### Input records
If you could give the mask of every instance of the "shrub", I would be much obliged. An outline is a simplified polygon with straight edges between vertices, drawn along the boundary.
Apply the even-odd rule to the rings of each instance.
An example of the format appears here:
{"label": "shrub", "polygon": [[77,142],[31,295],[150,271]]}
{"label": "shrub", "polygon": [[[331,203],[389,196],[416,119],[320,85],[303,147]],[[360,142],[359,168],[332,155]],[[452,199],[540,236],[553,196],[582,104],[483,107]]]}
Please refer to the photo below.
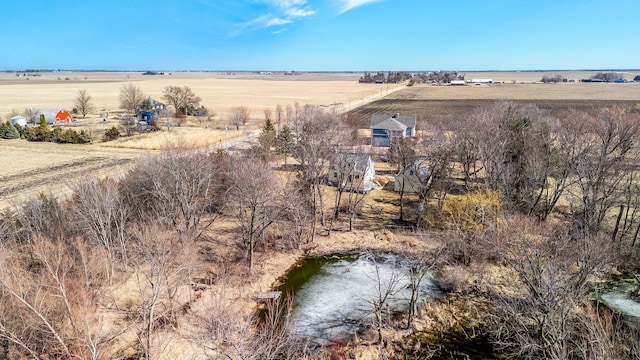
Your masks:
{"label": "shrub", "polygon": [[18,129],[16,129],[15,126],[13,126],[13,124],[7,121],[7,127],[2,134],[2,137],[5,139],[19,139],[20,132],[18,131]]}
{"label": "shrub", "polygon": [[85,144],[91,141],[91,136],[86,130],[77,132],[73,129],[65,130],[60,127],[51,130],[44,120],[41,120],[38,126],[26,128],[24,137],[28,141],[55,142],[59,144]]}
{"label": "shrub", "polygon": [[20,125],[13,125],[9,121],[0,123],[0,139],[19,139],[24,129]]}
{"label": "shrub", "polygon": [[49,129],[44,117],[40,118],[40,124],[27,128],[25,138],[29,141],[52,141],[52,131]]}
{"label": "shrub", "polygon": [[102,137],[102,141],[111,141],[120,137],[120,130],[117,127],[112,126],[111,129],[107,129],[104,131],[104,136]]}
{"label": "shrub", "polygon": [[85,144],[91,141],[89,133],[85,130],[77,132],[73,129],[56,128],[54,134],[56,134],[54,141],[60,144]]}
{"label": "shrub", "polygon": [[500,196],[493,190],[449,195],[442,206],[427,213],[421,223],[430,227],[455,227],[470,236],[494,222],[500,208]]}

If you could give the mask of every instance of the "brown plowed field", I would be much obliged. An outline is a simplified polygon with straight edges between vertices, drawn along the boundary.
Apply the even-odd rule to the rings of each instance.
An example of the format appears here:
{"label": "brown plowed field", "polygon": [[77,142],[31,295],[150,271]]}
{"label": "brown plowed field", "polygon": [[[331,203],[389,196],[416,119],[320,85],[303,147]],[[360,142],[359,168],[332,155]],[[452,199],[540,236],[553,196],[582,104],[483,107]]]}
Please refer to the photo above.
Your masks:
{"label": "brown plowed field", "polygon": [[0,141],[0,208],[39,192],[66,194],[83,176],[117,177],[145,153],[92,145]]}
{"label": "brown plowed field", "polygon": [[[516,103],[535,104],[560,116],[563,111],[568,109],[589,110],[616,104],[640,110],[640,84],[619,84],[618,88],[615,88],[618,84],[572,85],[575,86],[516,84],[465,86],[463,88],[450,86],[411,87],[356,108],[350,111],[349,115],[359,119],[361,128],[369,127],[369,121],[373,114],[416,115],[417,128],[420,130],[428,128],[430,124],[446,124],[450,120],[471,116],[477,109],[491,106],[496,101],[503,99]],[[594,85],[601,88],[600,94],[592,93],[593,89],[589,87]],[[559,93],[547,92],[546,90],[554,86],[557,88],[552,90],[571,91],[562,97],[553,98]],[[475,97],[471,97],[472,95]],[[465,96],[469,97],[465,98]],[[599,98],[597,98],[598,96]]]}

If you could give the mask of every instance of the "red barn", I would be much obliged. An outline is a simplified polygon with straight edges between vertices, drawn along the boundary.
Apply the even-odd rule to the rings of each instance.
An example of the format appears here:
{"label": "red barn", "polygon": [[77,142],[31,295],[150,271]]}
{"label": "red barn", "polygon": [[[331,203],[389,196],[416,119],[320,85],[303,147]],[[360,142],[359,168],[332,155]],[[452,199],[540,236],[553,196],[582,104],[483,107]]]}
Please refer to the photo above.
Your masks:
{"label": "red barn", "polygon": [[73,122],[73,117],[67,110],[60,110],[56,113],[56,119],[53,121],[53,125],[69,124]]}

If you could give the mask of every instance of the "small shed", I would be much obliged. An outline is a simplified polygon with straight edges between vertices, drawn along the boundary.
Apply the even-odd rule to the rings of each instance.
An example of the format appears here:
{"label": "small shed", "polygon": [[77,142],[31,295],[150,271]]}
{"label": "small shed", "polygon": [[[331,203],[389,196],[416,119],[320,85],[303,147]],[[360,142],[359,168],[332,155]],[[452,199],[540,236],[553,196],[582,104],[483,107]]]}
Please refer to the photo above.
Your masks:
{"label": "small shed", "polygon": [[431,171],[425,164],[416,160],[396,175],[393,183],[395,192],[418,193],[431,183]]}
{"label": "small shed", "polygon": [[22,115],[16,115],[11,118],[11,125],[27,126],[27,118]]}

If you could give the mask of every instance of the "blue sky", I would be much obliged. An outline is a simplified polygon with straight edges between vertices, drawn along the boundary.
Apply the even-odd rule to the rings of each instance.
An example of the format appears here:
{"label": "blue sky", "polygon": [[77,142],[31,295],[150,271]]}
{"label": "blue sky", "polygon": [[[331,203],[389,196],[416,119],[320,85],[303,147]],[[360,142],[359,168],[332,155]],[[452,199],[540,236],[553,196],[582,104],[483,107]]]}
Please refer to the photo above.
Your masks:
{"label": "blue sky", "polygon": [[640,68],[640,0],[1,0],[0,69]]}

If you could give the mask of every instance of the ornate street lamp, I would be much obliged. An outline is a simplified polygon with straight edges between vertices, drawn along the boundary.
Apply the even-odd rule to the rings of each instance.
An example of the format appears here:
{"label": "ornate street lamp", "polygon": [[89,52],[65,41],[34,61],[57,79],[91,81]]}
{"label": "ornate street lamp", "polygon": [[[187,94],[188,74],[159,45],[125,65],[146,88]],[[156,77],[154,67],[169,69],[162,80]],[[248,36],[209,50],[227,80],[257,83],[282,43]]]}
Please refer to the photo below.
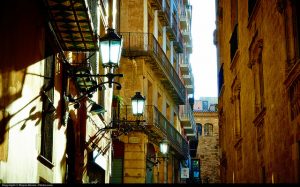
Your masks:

### Assignment
Line by line, transcribe the records exactly, omitting the images.

### Response to this exercise
If you could give the mask of every instance of the "shrub", I would be much obliged. An outline is a simplified polygon with straight edges between vertices, drawn along the boundary.
Apply the even-odd rule to the rings of each instance.
An example of the format appears here:
{"label": "shrub", "polygon": [[77,142],[31,295],[150,271]]}
{"label": "shrub", "polygon": [[[331,203],[389,196],[416,119],[320,85],[303,147]],[[360,142],[359,168],[332,155]],[[452,199],[540,236],[553,196],[582,104],[483,107]]]}
Please refer to the photo below.
Your masks:
{"label": "shrub", "polygon": [[18,129],[16,129],[15,126],[13,126],[13,124],[7,121],[7,127],[2,134],[2,137],[5,139],[19,139],[20,132],[18,131]]}
{"label": "shrub", "polygon": [[85,144],[91,141],[91,136],[86,130],[77,132],[73,129],[65,130],[60,127],[51,130],[44,120],[41,120],[38,126],[26,128],[24,137],[28,141],[55,142],[59,144]]}
{"label": "shrub", "polygon": [[20,125],[13,125],[9,121],[0,123],[0,139],[19,139],[24,129]]}
{"label": "shrub", "polygon": [[49,129],[44,117],[40,118],[40,124],[27,128],[25,138],[29,141],[52,141],[52,131]]}
{"label": "shrub", "polygon": [[102,137],[102,141],[111,141],[120,137],[120,130],[117,127],[112,126],[111,129],[107,129],[104,131],[104,136]]}
{"label": "shrub", "polygon": [[85,144],[91,141],[89,133],[85,130],[77,132],[73,129],[56,128],[54,134],[56,134],[54,141],[60,144]]}
{"label": "shrub", "polygon": [[500,196],[493,190],[449,195],[442,206],[427,213],[421,223],[430,227],[455,227],[470,236],[494,222],[500,208]]}

If you could give the mask of every instance of the "brown plowed field", I would be much obliged. An outline is a simplified polygon with straight edges between vertices, drawn along the boundary.
Apply the even-odd rule to the rings of each instance.
An example of the format appears here:
{"label": "brown plowed field", "polygon": [[77,142],[31,295],[150,271]]}
{"label": "brown plowed field", "polygon": [[[331,203],[389,196],[416,119],[320,85],[303,147]],[[360,142],[359,168],[332,155]],[[452,199],[540,236],[553,196],[582,104],[483,107]]]}
Please refer to the photo above.
Your masks:
{"label": "brown plowed field", "polygon": [[0,141],[0,208],[39,192],[66,194],[83,176],[117,177],[145,153],[92,145]]}
{"label": "brown plowed field", "polygon": [[[516,103],[535,104],[560,116],[563,111],[568,109],[589,110],[616,104],[640,110],[640,84],[619,84],[618,88],[615,88],[618,84],[572,85],[575,86],[516,84],[465,86],[463,88],[450,86],[411,87],[356,108],[350,111],[349,115],[359,119],[361,128],[369,127],[369,121],[373,114],[416,115],[417,128],[420,130],[428,128],[430,124],[446,124],[450,120],[471,116],[477,109],[491,106],[496,101],[503,99]],[[594,85],[601,88],[600,94],[592,93],[593,89],[589,87]],[[559,93],[547,92],[546,90],[554,86],[557,88],[552,90],[571,91],[562,97],[553,98]],[[475,97],[471,97],[472,95]],[[465,96],[469,97],[465,98]],[[599,98],[597,98],[598,96]]]}

If you could give the mask of every instance of the "red barn", I would be much obliged. An outline is a simplified polygon with straight edges between vertices, drawn along the boundary.
Apply the even-odd rule to the rings of each instance.
An example of the format appears here:
{"label": "red barn", "polygon": [[77,142],[31,295],[150,271]]}
{"label": "red barn", "polygon": [[[331,203],[389,196],[416,119],[320,85],[303,147]],[[360,142],[359,168],[332,155]],[[452,199],[540,236],[553,196],[582,104],[483,107]]]}
Please refer to the photo above.
Your masks:
{"label": "red barn", "polygon": [[73,122],[73,117],[67,110],[60,110],[56,113],[56,119],[53,121],[53,125],[69,124]]}

If you could give the mask of every instance of the "small shed", I would be much obliged. An outline is a simplified polygon with straight edges between vertices, drawn along the boundary.
Apply the even-odd rule to the rings of each instance.
An example of the format appears here:
{"label": "small shed", "polygon": [[77,142],[31,295],[150,271]]}
{"label": "small shed", "polygon": [[[331,203],[389,196],[416,119],[320,85],[303,147]],[[360,142],[359,168],[332,155]],[[452,199],[540,236],[553,196],[582,104],[483,107]]]}
Please refer to the photo above.
Your masks:
{"label": "small shed", "polygon": [[431,171],[425,164],[416,160],[396,175],[393,183],[395,192],[418,193],[431,183]]}
{"label": "small shed", "polygon": [[22,115],[16,115],[11,118],[11,125],[27,126],[27,118]]}

If you could give the mask of every instance of the "blue sky", I would be much obliged. An outline is a simplified polygon with straight edges between vertices, drawn along the boundary.
Apply the even-odd rule to the rings of each instance.
An example of the format appears here:
{"label": "blue sky", "polygon": [[77,142],[31,295],[150,271]]}
{"label": "blue sky", "polygon": [[[331,203],[389,196],[416,119],[320,85],[303,147]],[[360,142],[359,168],[332,155]],[[452,199],[540,236],[553,196],[582,104],[483,107]]]}
Please refer to the photo above.
Your masks:
{"label": "blue sky", "polygon": [[640,68],[640,0],[1,0],[0,69]]}

If you could give the mask of every instance of the ornate street lamp, I would be much obliged. An outline is a simplified polygon with straight edges between vertices, drawn along the boundary.
Apply the even-odd rule to the rings of each instance.
An example of the format appears here:
{"label": "ornate street lamp", "polygon": [[89,52],[65,41],[34,61],[57,79],[91,81]]}
{"label": "ornate street lamp", "polygon": [[[187,94],[188,74],[159,45],[125,65],[146,88]],[[156,77],[154,67],[169,69],[162,80]],[[248,36],[209,50],[227,80],[257,83],[282,43]]]}
Please refer to the photo below.
Your masks:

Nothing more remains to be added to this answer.